## Work to complete
Write out the following listing in full, exactly as it reads.

## Material for the task
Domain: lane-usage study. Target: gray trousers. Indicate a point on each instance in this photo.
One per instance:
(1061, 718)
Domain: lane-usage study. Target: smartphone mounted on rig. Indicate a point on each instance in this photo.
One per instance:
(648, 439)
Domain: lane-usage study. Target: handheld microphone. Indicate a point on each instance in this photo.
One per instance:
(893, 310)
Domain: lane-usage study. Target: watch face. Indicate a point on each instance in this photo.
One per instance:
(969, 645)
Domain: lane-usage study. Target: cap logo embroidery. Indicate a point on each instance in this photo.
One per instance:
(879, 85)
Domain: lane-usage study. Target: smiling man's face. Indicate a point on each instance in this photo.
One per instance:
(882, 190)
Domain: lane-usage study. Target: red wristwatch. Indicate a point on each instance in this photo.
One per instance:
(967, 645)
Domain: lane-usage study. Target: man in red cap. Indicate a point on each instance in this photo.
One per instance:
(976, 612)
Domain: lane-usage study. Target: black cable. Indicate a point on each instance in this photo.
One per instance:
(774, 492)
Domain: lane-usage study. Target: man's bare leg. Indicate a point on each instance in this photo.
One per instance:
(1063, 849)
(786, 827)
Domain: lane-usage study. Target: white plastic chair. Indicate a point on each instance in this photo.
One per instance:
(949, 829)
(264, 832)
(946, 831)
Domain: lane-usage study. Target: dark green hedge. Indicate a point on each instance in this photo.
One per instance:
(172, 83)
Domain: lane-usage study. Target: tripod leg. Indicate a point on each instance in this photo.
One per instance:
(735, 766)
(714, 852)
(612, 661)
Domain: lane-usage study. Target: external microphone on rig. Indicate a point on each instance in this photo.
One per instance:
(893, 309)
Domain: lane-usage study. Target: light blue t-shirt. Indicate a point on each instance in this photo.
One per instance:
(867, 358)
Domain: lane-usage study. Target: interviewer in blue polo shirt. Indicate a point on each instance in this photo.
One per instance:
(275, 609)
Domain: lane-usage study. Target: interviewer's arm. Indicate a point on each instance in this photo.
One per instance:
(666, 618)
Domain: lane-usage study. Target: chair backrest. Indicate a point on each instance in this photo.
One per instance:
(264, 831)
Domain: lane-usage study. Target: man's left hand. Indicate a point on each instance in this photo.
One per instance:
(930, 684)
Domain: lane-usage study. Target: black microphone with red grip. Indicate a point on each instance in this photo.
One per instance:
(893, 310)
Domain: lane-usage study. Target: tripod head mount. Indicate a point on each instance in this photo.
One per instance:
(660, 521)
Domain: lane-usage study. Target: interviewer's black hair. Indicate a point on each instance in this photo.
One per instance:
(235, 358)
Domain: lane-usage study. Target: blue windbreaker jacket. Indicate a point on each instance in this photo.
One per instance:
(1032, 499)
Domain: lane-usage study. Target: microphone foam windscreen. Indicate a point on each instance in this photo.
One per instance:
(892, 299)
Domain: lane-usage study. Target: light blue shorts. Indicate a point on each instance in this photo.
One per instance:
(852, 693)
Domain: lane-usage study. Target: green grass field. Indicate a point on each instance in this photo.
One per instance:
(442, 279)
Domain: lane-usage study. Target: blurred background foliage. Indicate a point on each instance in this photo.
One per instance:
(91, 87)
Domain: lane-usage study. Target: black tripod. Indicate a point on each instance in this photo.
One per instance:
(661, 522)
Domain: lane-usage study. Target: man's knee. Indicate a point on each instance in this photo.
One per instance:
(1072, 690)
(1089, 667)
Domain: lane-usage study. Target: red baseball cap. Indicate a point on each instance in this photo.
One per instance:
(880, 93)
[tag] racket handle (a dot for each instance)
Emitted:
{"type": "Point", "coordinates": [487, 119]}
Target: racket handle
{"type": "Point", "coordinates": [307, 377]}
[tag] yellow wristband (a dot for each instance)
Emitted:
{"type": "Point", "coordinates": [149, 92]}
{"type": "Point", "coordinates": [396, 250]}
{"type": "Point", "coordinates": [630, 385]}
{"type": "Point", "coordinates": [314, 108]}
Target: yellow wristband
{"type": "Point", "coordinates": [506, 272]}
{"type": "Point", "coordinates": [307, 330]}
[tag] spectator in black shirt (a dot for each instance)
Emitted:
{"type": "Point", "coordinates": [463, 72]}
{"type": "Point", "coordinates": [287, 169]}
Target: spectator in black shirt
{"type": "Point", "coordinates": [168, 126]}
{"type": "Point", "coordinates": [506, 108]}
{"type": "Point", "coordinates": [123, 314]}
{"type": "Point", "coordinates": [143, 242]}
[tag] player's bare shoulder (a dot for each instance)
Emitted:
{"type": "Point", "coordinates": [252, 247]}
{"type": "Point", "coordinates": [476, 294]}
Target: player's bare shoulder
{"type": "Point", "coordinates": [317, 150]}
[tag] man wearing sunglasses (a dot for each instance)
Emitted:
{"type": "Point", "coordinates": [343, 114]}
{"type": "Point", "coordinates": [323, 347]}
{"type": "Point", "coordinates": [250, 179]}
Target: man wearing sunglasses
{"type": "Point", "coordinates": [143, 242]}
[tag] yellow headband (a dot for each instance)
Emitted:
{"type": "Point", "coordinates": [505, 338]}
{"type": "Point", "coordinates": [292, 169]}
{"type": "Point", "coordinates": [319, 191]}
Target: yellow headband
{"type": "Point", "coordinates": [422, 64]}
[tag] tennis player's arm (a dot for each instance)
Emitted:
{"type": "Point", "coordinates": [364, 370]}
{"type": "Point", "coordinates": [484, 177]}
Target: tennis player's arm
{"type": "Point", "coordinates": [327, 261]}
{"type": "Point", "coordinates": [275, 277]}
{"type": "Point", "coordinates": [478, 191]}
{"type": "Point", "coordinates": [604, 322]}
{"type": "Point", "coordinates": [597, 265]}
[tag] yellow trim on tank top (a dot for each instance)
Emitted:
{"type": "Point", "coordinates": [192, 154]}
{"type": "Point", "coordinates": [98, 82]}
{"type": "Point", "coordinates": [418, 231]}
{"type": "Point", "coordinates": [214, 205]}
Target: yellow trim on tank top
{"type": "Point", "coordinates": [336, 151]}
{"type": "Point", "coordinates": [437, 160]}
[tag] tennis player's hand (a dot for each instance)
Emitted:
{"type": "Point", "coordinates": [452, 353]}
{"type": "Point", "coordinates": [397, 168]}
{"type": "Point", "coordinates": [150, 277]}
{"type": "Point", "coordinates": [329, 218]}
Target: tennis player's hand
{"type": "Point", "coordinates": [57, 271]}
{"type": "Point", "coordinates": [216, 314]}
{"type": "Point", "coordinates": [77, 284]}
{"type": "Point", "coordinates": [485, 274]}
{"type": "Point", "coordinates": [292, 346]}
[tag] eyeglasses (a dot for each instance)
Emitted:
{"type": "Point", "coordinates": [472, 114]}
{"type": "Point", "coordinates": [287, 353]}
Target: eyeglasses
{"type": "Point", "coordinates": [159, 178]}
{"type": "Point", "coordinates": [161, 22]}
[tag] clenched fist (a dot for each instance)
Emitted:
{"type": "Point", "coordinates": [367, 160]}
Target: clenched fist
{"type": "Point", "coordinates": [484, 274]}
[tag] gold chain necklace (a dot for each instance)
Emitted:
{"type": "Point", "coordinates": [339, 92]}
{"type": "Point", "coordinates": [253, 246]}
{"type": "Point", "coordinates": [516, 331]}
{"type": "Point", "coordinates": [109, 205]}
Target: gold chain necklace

## Answer to this task
Domain: lane-usage study. Target: gray trousers. Indicate a point on each instance in this photo.
One per instance:
(1061, 718)
Domain: lane-usage study. Target: smartphone mounted on rig. Indicate a point on each instance in this photo.
One per instance:
(648, 439)
Domain: lane-usage study. Target: handheld microphone. Indicate a point on each instance in this photo.
One per instance:
(893, 310)
Domain: lane-usage study. Target: watch face. Indicate a point on each instance in this photo.
One per instance:
(969, 645)
Domain: lane-usage study. Target: cap logo embroidery. Indicate a point on each instance in this photo.
One per instance:
(879, 85)
Domain: lane-usage study. Target: smiling man's face. Indicate a point on each instance in this photo.
One per instance:
(882, 190)
Domain: lane-usage study. Target: red wristwatch. Indicate a point on each instance in this photo.
One per instance:
(967, 645)
Domain: lane-usage study. Target: man in red cap. Indicate a point on each instance in this photo.
One per instance:
(976, 612)
Domain: lane-usage study. Target: black cable. Indicate a point on each instance in this photo.
One per instance:
(774, 492)
Domain: lane-usage study. Target: man's bare leg. Indicate a point on each instance in this photo.
One per instance:
(1063, 849)
(786, 827)
Domain: lane-usage study. Target: white plastic chair. Indicate a point on each instance in this photo.
One per instance:
(949, 829)
(264, 832)
(946, 831)
Domain: lane-usage study. Target: dark green hedge. Indicate a point on each instance in this photo.
One per instance:
(172, 83)
Domain: lane-usage study. Target: tripod leg. Indicate a point on each instance in this photo.
One per instance:
(735, 766)
(714, 852)
(612, 661)
Domain: lane-usage study. Target: external microphone on rig. Indicate a point on each instance in this photo.
One per instance:
(893, 309)
Domain: lane-usage study. Target: light blue t-shirt. Indicate a point on each instance in this photo.
One per instance:
(867, 358)
Domain: lane-usage study. Target: interviewer in blue polo shirt. Indicate a point on each instance in this photo.
One per instance:
(275, 609)
Domain: lane-usage study. Target: interviewer's arm. Indicate a point on each instance in this photo.
One per instance:
(666, 618)
Domain: lane-usage study. Target: chair backrest. Indicate a point on each instance in this photo.
One per instance:
(264, 831)
Domain: lane-usage study. Target: man's left hand. Indicate a point on each instance in this photo.
One per instance:
(930, 684)
Domain: lane-usage study. Target: black microphone with red grip. Indicate a point on each instance in this photo.
One per instance:
(893, 310)
Domain: lane-usage study. Target: tripod head mount. Indicate a point on each instance in this photo.
One per instance:
(660, 521)
Domain: lane-usage study. Target: interviewer's black hair. Indicate a point on each instance in this photo.
One per instance:
(235, 358)
Domain: lane-usage study. Target: blue windbreaker jacket. Indicate a point on each instance in this photo.
One per instance:
(1032, 499)
Domain: lane-usage study. Target: microphone foam windscreen. Indicate a point on each instance in this photo.
One per instance:
(892, 299)
Domain: lane-usage study. Target: light blue shorts. Indicate a point on each instance in this photo.
One per instance:
(852, 693)
Domain: lane-usage study. Target: green grass field. Indicate a point on each instance in this photo.
One per instance:
(442, 279)
Domain: lane-usage study. Target: blurred background foliage. Indicate a point on each instance in this photo.
One per instance:
(91, 87)
Domain: lane-usage study. Target: black tripod. Indicate a point on each instance in this photo.
One per instance:
(661, 522)
Domain: lane-usage study. Target: man's knee. Indicate a point on each instance in this photo.
One per instance:
(1072, 690)
(1089, 667)
Domain: lane-usage study. Target: red baseball cap. Indicate a point on each instance in this photo.
One per instance:
(880, 93)
[tag] racket handle (a dot for each instance)
Emitted:
{"type": "Point", "coordinates": [487, 119]}
Target: racket handle
{"type": "Point", "coordinates": [307, 377]}
[tag] yellow wristband (a dot for each instance)
Emitted:
{"type": "Point", "coordinates": [149, 92]}
{"type": "Point", "coordinates": [396, 250]}
{"type": "Point", "coordinates": [630, 385]}
{"type": "Point", "coordinates": [314, 108]}
Target: yellow wristband
{"type": "Point", "coordinates": [506, 272]}
{"type": "Point", "coordinates": [307, 330]}
[tag] spectator in black shirt (a dot for each instance)
Emitted:
{"type": "Point", "coordinates": [463, 72]}
{"type": "Point", "coordinates": [287, 169]}
Target: spectator in black shirt
{"type": "Point", "coordinates": [168, 126]}
{"type": "Point", "coordinates": [506, 108]}
{"type": "Point", "coordinates": [123, 314]}
{"type": "Point", "coordinates": [143, 242]}
[tag] player's bare shoulder (a dot for each instance)
Emitted:
{"type": "Point", "coordinates": [252, 247]}
{"type": "Point", "coordinates": [476, 294]}
Target: player's bare shoulder
{"type": "Point", "coordinates": [317, 150]}
[tag] man wearing sunglasses (a dot for each instance)
Emitted:
{"type": "Point", "coordinates": [343, 114]}
{"type": "Point", "coordinates": [323, 347]}
{"type": "Point", "coordinates": [250, 179]}
Target: man wearing sunglasses
{"type": "Point", "coordinates": [143, 242]}
[tag] yellow headband (a dot for each instance)
Emitted:
{"type": "Point", "coordinates": [505, 338]}
{"type": "Point", "coordinates": [292, 169]}
{"type": "Point", "coordinates": [319, 191]}
Target: yellow headband
{"type": "Point", "coordinates": [422, 64]}
[tag] tennis player's arm (a dot for each instance)
Emitted:
{"type": "Point", "coordinates": [364, 370]}
{"type": "Point", "coordinates": [484, 177]}
Target: tennis player's arm
{"type": "Point", "coordinates": [327, 261]}
{"type": "Point", "coordinates": [275, 277]}
{"type": "Point", "coordinates": [478, 191]}
{"type": "Point", "coordinates": [604, 322]}
{"type": "Point", "coordinates": [597, 265]}
[tag] yellow trim on tank top (a dot for each instance)
Emitted:
{"type": "Point", "coordinates": [192, 154]}
{"type": "Point", "coordinates": [98, 82]}
{"type": "Point", "coordinates": [418, 231]}
{"type": "Point", "coordinates": [214, 205]}
Target: yellow trim on tank top
{"type": "Point", "coordinates": [336, 151]}
{"type": "Point", "coordinates": [437, 160]}
[tag] tennis player's hand (a dot for each instance)
Emitted:
{"type": "Point", "coordinates": [452, 353]}
{"type": "Point", "coordinates": [397, 168]}
{"type": "Point", "coordinates": [150, 277]}
{"type": "Point", "coordinates": [329, 218]}
Target: tennis player's hand
{"type": "Point", "coordinates": [57, 271]}
{"type": "Point", "coordinates": [216, 314]}
{"type": "Point", "coordinates": [77, 284]}
{"type": "Point", "coordinates": [485, 274]}
{"type": "Point", "coordinates": [292, 346]}
[tag] eyeglasses (a dot for each instance)
Emitted:
{"type": "Point", "coordinates": [472, 114]}
{"type": "Point", "coordinates": [287, 353]}
Target: eyeglasses
{"type": "Point", "coordinates": [159, 178]}
{"type": "Point", "coordinates": [161, 22]}
[tag] clenched fist (a dot for each instance)
Emitted:
{"type": "Point", "coordinates": [367, 160]}
Target: clenched fist
{"type": "Point", "coordinates": [484, 274]}
[tag] gold chain necklace (a dot for each instance)
Emitted:
{"type": "Point", "coordinates": [339, 92]}
{"type": "Point", "coordinates": [253, 246]}
{"type": "Point", "coordinates": [516, 331]}
{"type": "Point", "coordinates": [109, 205]}
Target: gold chain necklace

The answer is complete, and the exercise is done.